Written task: Reproduce every line of the data below without changing a single character, leaving out the pictures.

Information given:
-- start --

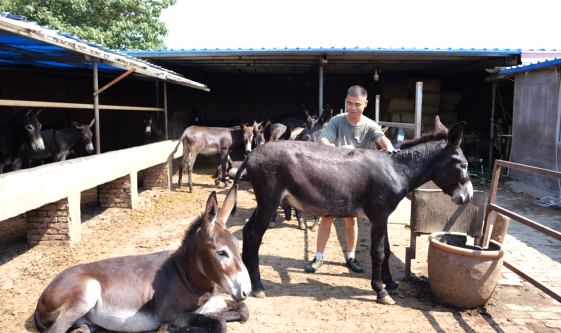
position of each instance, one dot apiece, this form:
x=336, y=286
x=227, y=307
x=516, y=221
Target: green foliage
x=498, y=139
x=116, y=24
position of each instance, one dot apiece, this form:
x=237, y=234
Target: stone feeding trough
x=463, y=275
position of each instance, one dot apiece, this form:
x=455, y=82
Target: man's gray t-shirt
x=340, y=132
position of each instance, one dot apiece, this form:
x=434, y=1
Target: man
x=356, y=130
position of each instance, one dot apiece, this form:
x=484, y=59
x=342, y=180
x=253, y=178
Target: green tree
x=115, y=24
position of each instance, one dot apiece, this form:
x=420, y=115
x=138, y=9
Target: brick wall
x=54, y=223
x=118, y=193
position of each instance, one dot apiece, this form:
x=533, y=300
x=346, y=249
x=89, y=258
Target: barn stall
x=252, y=83
x=47, y=69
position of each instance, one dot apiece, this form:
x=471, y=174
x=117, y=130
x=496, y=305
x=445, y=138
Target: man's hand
x=386, y=144
x=326, y=142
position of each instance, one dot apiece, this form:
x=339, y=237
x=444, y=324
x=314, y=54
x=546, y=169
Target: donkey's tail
x=179, y=142
x=240, y=170
x=39, y=322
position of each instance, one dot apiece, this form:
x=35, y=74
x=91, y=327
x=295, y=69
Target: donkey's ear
x=325, y=115
x=287, y=133
x=210, y=212
x=229, y=204
x=438, y=125
x=304, y=113
x=456, y=133
x=267, y=132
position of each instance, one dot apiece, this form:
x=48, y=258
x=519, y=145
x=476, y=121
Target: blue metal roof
x=426, y=50
x=529, y=67
x=27, y=43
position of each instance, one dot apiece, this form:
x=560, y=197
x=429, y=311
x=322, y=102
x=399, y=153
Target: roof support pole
x=96, y=111
x=493, y=93
x=157, y=98
x=320, y=110
x=418, y=108
x=377, y=114
x=166, y=109
x=122, y=76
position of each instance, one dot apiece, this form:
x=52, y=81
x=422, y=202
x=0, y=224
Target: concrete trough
x=50, y=194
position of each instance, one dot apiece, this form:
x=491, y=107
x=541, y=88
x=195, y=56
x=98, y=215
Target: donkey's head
x=247, y=137
x=218, y=255
x=148, y=123
x=259, y=136
x=451, y=173
x=86, y=134
x=31, y=129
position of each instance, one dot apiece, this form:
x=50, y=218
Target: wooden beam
x=20, y=103
x=122, y=76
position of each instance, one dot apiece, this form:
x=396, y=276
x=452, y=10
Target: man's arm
x=386, y=144
x=326, y=142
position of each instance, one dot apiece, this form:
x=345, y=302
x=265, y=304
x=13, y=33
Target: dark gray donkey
x=59, y=141
x=339, y=182
x=22, y=128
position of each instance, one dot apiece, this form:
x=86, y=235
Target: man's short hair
x=357, y=91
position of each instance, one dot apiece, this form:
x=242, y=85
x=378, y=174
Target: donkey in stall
x=59, y=142
x=155, y=129
x=22, y=128
x=210, y=141
x=369, y=184
x=176, y=290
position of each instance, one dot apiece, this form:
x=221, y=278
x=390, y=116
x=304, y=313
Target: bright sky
x=500, y=24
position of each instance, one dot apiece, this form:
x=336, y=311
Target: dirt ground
x=334, y=299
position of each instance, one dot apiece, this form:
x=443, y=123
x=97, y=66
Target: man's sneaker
x=314, y=265
x=354, y=265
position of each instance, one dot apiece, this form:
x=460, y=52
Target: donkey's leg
x=391, y=286
x=301, y=223
x=182, y=163
x=378, y=226
x=196, y=323
x=253, y=232
x=316, y=223
x=192, y=157
x=273, y=222
x=224, y=157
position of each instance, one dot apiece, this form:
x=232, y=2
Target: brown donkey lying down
x=176, y=290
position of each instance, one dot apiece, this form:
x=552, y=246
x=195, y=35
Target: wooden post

-- end --

Solution for this task:
position of each instance, one dot apiece, this form:
x=336, y=286
x=227, y=307
x=516, y=221
Target: green foliage
x=498, y=139
x=116, y=24
position of each instance, one dot apiece, this form:
x=237, y=234
Target: stone feeding trough
x=463, y=275
position of each instance, one dot apiece, this form:
x=455, y=82
Target: man's gray t-shirt
x=340, y=132
position of each instance, one dot apiece, this form:
x=434, y=1
Target: man
x=356, y=130
position of each instance, one dot apiece, this form:
x=484, y=59
x=342, y=180
x=253, y=178
Target: green tree
x=115, y=24
position of each instance, one dot apiece, this form:
x=420, y=115
x=138, y=9
Target: brick wall
x=54, y=223
x=118, y=193
position of each instance, one dot apiece, this form:
x=533, y=300
x=346, y=249
x=89, y=258
Target: barn stall
x=252, y=83
x=47, y=69
position of each instance, one dot apiece, this form:
x=471, y=174
x=117, y=130
x=496, y=305
x=445, y=138
Target: man's hand
x=386, y=144
x=326, y=142
position of each instance, one dot apiece, this form:
x=339, y=237
x=444, y=324
x=314, y=54
x=546, y=169
Target: donkey's tail
x=179, y=142
x=240, y=170
x=39, y=322
position of each instance, one dot apiece, this form:
x=35, y=74
x=91, y=327
x=295, y=69
Target: donkey's ear
x=325, y=115
x=287, y=133
x=210, y=212
x=229, y=204
x=438, y=125
x=304, y=113
x=456, y=133
x=267, y=132
position of each instance, one dot apiece, this form:
x=48, y=258
x=519, y=145
x=476, y=121
Target: blue metal roof
x=426, y=50
x=529, y=67
x=27, y=43
position of each instance, one dot apiece, this form:
x=560, y=197
x=429, y=311
x=322, y=102
x=399, y=153
Target: roof support pole
x=96, y=111
x=493, y=93
x=157, y=98
x=320, y=110
x=418, y=108
x=377, y=114
x=166, y=109
x=122, y=76
position of each instance, one dot apiece, this form:
x=52, y=81
x=422, y=202
x=0, y=224
Target: concrete trough
x=50, y=194
position of each instance, one dot apiece, this form:
x=491, y=107
x=541, y=88
x=195, y=56
x=98, y=215
Target: donkey's head
x=247, y=137
x=218, y=255
x=148, y=123
x=259, y=136
x=451, y=173
x=86, y=134
x=31, y=129
position of each instance, one dot apiece, this form:
x=50, y=218
Target: wooden beam
x=20, y=103
x=122, y=76
position of each instance, one dot apiece, this form:
x=396, y=276
x=452, y=10
Target: man's arm
x=386, y=144
x=326, y=142
position of each instance, one dot apiece, this form:
x=345, y=302
x=265, y=304
x=13, y=33
Target: dark gray donkey
x=59, y=141
x=339, y=182
x=22, y=128
position of each instance, one dot apiece, this form:
x=86, y=235
Target: man's short hair
x=357, y=91
position of each instance, one dot apiece, this form:
x=242, y=85
x=378, y=174
Target: donkey in stall
x=59, y=142
x=155, y=129
x=22, y=128
x=210, y=141
x=369, y=184
x=176, y=290
position of each instance, one dot apiece, this form:
x=221, y=278
x=390, y=116
x=304, y=313
Target: bright sky
x=500, y=24
position of each instance, one dot apiece, this form:
x=336, y=311
Target: dirt ground
x=334, y=299
position of each instance, one dot apiece, this form:
x=443, y=123
x=97, y=66
Target: man's sneaker
x=314, y=265
x=354, y=265
position of each instance, one dot apiece, this form:
x=460, y=52
Target: donkey's leg
x=391, y=286
x=301, y=223
x=182, y=163
x=378, y=226
x=196, y=323
x=253, y=232
x=316, y=223
x=192, y=157
x=273, y=222
x=224, y=157
position of each instance, one dot apiece, this form:
x=232, y=2
Target: brown donkey lying down
x=176, y=290
position of each instance, one dot apiece, this form:
x=552, y=246
x=195, y=35
Target: wooden post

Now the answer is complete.